++++ Input data
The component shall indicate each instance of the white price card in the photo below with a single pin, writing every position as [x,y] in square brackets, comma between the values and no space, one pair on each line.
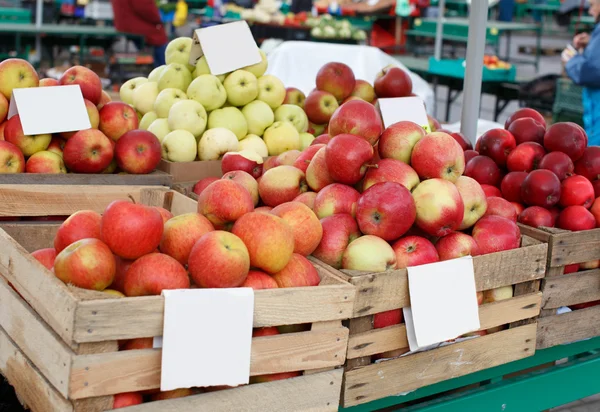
[397,109]
[443,302]
[45,110]
[227,47]
[207,337]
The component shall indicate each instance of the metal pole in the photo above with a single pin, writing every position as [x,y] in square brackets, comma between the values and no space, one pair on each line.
[474,70]
[439,33]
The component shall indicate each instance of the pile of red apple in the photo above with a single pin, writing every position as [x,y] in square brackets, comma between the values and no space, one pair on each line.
[112,144]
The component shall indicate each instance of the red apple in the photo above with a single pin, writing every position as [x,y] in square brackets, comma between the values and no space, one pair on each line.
[83,224]
[337,79]
[138,152]
[511,186]
[88,151]
[496,144]
[116,119]
[501,207]
[347,157]
[527,129]
[495,234]
[541,188]
[88,81]
[358,118]
[392,81]
[455,245]
[414,251]
[153,273]
[484,170]
[447,163]
[525,158]
[131,230]
[87,263]
[386,210]
[536,216]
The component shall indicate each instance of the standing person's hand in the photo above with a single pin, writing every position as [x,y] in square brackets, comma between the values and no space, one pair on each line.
[581,40]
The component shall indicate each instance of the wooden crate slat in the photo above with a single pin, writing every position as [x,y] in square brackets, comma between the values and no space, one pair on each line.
[571,289]
[319,392]
[51,200]
[128,371]
[490,315]
[426,368]
[568,327]
[379,292]
[31,386]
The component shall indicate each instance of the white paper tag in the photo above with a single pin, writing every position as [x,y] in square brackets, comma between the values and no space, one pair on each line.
[54,109]
[443,301]
[207,337]
[227,47]
[397,109]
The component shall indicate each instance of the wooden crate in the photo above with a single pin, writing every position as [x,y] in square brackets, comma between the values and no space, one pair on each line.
[58,344]
[365,381]
[559,289]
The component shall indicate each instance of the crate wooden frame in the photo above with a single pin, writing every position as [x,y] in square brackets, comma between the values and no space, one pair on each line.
[58,344]
[379,292]
[565,248]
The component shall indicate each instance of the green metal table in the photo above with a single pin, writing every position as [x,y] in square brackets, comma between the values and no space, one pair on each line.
[457,29]
[549,386]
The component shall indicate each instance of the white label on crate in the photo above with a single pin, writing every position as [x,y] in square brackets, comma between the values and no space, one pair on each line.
[397,109]
[207,337]
[54,109]
[443,302]
[227,47]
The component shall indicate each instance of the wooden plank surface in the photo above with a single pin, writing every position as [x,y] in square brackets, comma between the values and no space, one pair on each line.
[127,371]
[31,387]
[35,339]
[48,296]
[114,319]
[568,327]
[571,289]
[490,315]
[379,292]
[157,178]
[51,200]
[319,392]
[410,372]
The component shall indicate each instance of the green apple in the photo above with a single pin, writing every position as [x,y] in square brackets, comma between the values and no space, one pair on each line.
[271,91]
[188,115]
[254,143]
[167,98]
[281,137]
[175,76]
[202,68]
[241,87]
[214,143]
[207,90]
[293,114]
[230,118]
[305,140]
[147,120]
[160,128]
[179,146]
[260,68]
[259,116]
[178,51]
[144,97]
[126,92]
[155,74]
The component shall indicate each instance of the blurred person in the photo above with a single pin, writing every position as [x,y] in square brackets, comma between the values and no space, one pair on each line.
[143,18]
[582,64]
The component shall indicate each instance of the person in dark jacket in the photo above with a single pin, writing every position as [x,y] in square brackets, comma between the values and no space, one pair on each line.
[143,18]
[584,70]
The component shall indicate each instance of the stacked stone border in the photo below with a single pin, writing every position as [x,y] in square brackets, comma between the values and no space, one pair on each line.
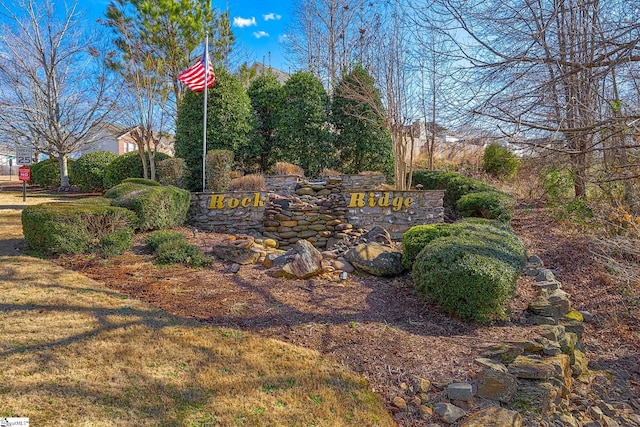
[542,382]
[324,212]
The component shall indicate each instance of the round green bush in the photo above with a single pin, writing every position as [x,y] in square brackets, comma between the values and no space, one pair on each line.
[156,238]
[417,237]
[89,170]
[499,162]
[178,251]
[46,173]
[77,228]
[487,204]
[142,181]
[156,207]
[127,166]
[472,274]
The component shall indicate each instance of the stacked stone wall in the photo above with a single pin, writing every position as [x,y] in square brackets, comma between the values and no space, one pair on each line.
[324,212]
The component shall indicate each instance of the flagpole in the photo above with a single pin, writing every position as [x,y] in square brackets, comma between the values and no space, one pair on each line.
[204,119]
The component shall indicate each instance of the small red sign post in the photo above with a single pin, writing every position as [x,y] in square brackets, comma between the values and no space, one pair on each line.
++++++++
Convert all of the material above into a Markdown table with two columns, Row and Text, giving each line its own numbered row. Skip blank lines and leave out the pictures.

| Row | Text |
|---|---|
| 1 | The component shall indicate each instance of the white price card in the photo below with a single pin, writing every position as [x,y] in square brackets, comma between the values and no space, one pair on each line. |
| 2 | [397,109] |
| 3 | [443,302] |
| 4 | [45,110] |
| 5 | [227,47] |
| 6 | [207,337] |
| 7 | The component shall indicate each instance of the metal pole in the photo above with a single pin, writing every position as [x,y] in square brackets, comma between the values and no space, one pair on each line. |
| 8 | [474,70] |
| 9 | [439,33] |
| 10 | The component shall indicate each instance of the pile of red apple in the photo above with a single pin, writing every position as [x,y] in square brackets, comma between the values and no space, one pair on each line. |
| 11 | [112,144] |
| 12 | The component shall indicate each instance of the red apple in the photo above with a single pin, writing every position as [x,y] in square brackets, comma between the values and no space, one pair on each line. |
| 13 | [83,224] |
| 14 | [337,79] |
| 15 | [138,152] |
| 16 | [511,186] |
| 17 | [88,151] |
| 18 | [496,144] |
| 19 | [116,119] |
| 20 | [501,207] |
| 21 | [347,157] |
| 22 | [527,129] |
| 23 | [495,234] |
| 24 | [541,188] |
| 25 | [88,81] |
| 26 | [358,118] |
| 27 | [392,81] |
| 28 | [455,245] |
| 29 | [414,251] |
| 30 | [153,273] |
| 31 | [484,170] |
| 32 | [447,163] |
| 33 | [525,158] |
| 34 | [131,230] |
| 35 | [87,263] |
| 36 | [386,210] |
| 37 | [536,216] |
| 38 | The component shall indicate each instance of the standing person's hand in the photo above with a single pin, writing every position as [x,y] in square brackets, comma between the values and no space, one pair on each line. |
| 39 | [581,40] |
| 40 | The component shall indicate each instance of the wooden crate slat in the photo above with a single pin, writing every position as [x,y] in square brackets, comma between the values and no space, one pair on each line. |
| 41 | [571,289] |
| 42 | [319,392] |
| 43 | [51,200] |
| 44 | [128,371] |
| 45 | [490,315] |
| 46 | [426,368] |
| 47 | [568,327] |
| 48 | [379,292] |
| 49 | [31,386] |
| 50 | The component shall indicate each instance of the white paper tag in the photo above with a single pin, writing every position as [x,y] in square brackets, comma between the values and no space, one pair on each line. |
| 51 | [54,109] |
| 52 | [443,301] |
| 53 | [207,337] |
| 54 | [227,47] |
| 55 | [397,109] |
| 56 | The component shall indicate each instance of the wooden crate in the photo above with a single pin, writing every position as [x,y] in square brackets, comma between the values and no space, one pair on each line. |
| 57 | [58,344] |
| 58 | [365,381] |
| 59 | [559,289] |
| 60 | The component shall indicate each instance of the crate wooden frame in the photo above with a single pin, writing every position as [x,y] in square brackets, comma between the values and no space, one pair on each line. |
| 61 | [58,344] |
| 62 | [379,292] |
| 63 | [565,248] |
| 64 | The component shall indicate each instance of the green metal table in the photo above with a single pin, writing every position as [x,y] in square brackets, comma between the values and no space, one pair on each line. |
| 65 | [457,29] |
| 66 | [549,386] |
| 67 | The component shall indicate each instance of the white label on crate in the photo above with a single pin, writing every position as [x,y] in square brackets, comma between the values and no space, one pair on each line. |
| 68 | [397,109] |
| 69 | [207,337] |
| 70 | [54,109] |
| 71 | [443,302] |
| 72 | [227,47] |
| 73 | The component shall indicate each instance of the wooden plank surface in the photo above with a single pin, writing every position as [x,y] in square brackets, comma between the values and no space, one pair on each line. |
| 74 | [127,371] |
| 75 | [31,387] |
| 76 | [35,339] |
| 77 | [48,296] |
| 78 | [114,319] |
| 79 | [568,327] |
| 80 | [571,289] |
| 81 | [490,315] |
| 82 | [379,292] |
| 83 | [157,178] |
| 84 | [51,200] |
| 85 | [319,392] |
| 86 | [410,372] |
| 87 | The component shall indicate each instance of the green apple in the photo above with a single pin, writing every position as [x,y] in square brackets, comma between the values and no space, one pair on each line. |
| 88 | [271,91] |
| 89 | [188,115] |
| 90 | [254,143] |
| 91 | [167,98] |
| 92 | [281,137] |
| 93 | [175,76] |
| 94 | [202,68] |
| 95 | [241,87] |
| 96 | [214,143] |
| 97 | [207,90] |
| 98 | [293,114] |
| 99 | [230,118] |
| 100 | [305,140] |
| 101 | [147,120] |
| 102 | [160,128] |
| 103 | [179,146] |
| 104 | [260,68] |
| 105 | [259,116] |
| 106 | [178,51] |
| 107 | [144,97] |
| 108 | [126,92] |
| 109 | [155,74] |
| 110 | The component shall indicate each instance of the blurred person in the photo above with a single pin, writing every position as [x,y] in square brackets, comma between the values and no space, one pair on each line. |
| 111 | [143,18] |
| 112 | [582,64] |
| 113 | The component shall indicate each instance of the person in dark jacket in the photo above with a single pin, writing every position as [x,y] in square brackets, comma between the values and no space, one pair on each line. |
| 114 | [143,18] |
| 115 | [584,70] |
| 116 | The component shall indicate each instance of the stacked stone border in the photo below with a single pin, writing every position as [x,y] in square brackets, comma between the values and no space, one pair on each line. |
| 117 | [542,382] |
| 118 | [324,212] |
| 119 | The component shall indicate each instance of the round green bush in the photo above with a single pin, writing every position as [x,y] in square brackets, comma between the values and no space, one pair on each line. |
| 120 | [156,238] |
| 121 | [417,237] |
| 122 | [89,170] |
| 123 | [499,162] |
| 124 | [178,251] |
| 125 | [46,173] |
| 126 | [77,228] |
| 127 | [487,204] |
| 128 | [142,181] |
| 129 | [156,207] |
| 130 | [127,166] |
| 131 | [472,274] |
| 132 | The component shall indicate each instance of the stacked stone wall in the photo above with a single pin, writing every position as [x,y] in square brackets, comma between the values and no space, one pair on each line. |
| 133 | [324,212] |
| 134 | The component shall indicate each instance of the flagpole in the photo above with a single pin, writing every position as [x,y] in square brackets, comma between the values and no space, one pair on each line. |
| 135 | [204,119] |
| 136 | The component shall indicate each instance of the small red sign post in the photo above with a single pin, writing every position as [x,y] in square brackets, comma between the values and no space, one pair on each line. |